■ Supplied text
- - -

Tag Archives: Web

Future transports

On Sunday morning during FSCONS 2010, in the room “Torg 4 South” I did a 30 minute talk about a few future, potentially coming network protocols for transport. A quick look at the current state, some problems of today and 4 different technologies that have been and are being developed to solve the problem.

I got a fair amount of questions and several persons approached me afterwards to make sure they got a copy of my slides.

The video recording is hopefully going to be made available later on, but until then you can read the slides below and imagine my Swedish  accent talking about these matters!

Future transports

You can also download the slides directly as a PDF.

Testing 2-digit year numbers in cookies

In the current work of the IETF http-state working group, we’re documenting how cookies work. The question came up how browsers and clients treat years in ‘expires’ strings if the year is only specified with two digits. And more precisely, is 69 in the future or in the past?

I decided to figure that out. I setup a little CGI that can be used to check what your browser thinks:

http://daniel.haxx.se/cookie.cgi

It sends a single cookie header that looks like:

Set-Cookie: testme=yesyes; expires=Wed Sep  1 22:01:55 69;

The CGI script looks like this:

print "Content-Type: text/plain\n";
print "Set-Cookie: testme=yesyes; expires=Wed Sep  1 22:01:55 69;\n";
print "\nempty?\n";
print $ENV{'HTTP_COOKIE'};

You see that it prints the Cookie: header, so if you reload that URL you should see “testme=yesyes” being output if the cookie is still there. If the cookie is still there, your browser of choice treats the date above as a date in the future.

So, what browsers think 69 is in the future and what think 69 is in the past? Feel free to try out more browsers and tell me the results, this is the list we have so far:

Future:

Firefox v3 and v4 (year 2069)
curl (year 2038)
IE 7 (year 2069)
Opera (year 2036)
Konqueror 4.5
Android

Past:

Chrome (both v4 and v5)
Gnome Epiphany-Webkit

Thanks to my friends in #rockbox-community that helped me out!

(this info was originally posted to the httpstate mailing list)

Beyond just “69”

(this section was added after my first post)

- - -

■ Given problem 1
Answer from the blog page:
(a) How long was the talk given at FSCONS 2010?
(b) In which room was that talk given?
(c) Which year does curl take the two-digit year 69 to mean?
■ Given problem 2
Translate this sentence from the blog page into Spanish: "You can also download the slides directly as a PDF."
■ Given problem 3
For each statement, say whether the blog page agrees (yes or no), and quote the words from the blog page that decide it.
(a) The talk was given on a Sunday morning.
(b) Chrome treats 69 as a year in the future.
(c) The cookie sent by the CGI is named testme.
The records that come next are separate material and have no connection to the blog page.

- - -

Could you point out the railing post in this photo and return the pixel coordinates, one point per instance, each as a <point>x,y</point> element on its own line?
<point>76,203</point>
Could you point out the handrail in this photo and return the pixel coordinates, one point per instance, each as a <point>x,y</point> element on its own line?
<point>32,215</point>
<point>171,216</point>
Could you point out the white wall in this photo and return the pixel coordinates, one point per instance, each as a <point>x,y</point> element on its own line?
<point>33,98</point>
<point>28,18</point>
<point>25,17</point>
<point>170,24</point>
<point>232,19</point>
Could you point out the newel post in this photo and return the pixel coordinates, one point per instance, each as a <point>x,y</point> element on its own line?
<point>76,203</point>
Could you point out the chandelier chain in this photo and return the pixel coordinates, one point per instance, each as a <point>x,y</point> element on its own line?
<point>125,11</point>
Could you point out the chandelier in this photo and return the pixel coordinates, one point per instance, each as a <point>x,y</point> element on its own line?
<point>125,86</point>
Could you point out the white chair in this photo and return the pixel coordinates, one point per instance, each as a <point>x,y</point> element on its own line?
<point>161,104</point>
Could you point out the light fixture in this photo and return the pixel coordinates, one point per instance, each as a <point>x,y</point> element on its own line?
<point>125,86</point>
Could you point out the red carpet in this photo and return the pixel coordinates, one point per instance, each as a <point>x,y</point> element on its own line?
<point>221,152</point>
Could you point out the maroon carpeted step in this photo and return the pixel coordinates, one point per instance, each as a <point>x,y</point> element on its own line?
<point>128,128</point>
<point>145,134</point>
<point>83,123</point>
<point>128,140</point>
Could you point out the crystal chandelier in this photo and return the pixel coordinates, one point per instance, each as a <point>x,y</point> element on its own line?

- - -

■ Full solution 1
(a) 30 minutes
(b) "Torg 4 South"
(c) 2038

■ Full solution 2
También puedes descargar las diapositivas directamente como PDF.

■ Full solution 3
(a) Yes: "On Sunday morning during FSCONS 2010"
(b) No: Chrome is listed under "Past:" as "Chrome (both v4 and v5)"
(c) Yes: "Set-Cookie: testme=yesyes"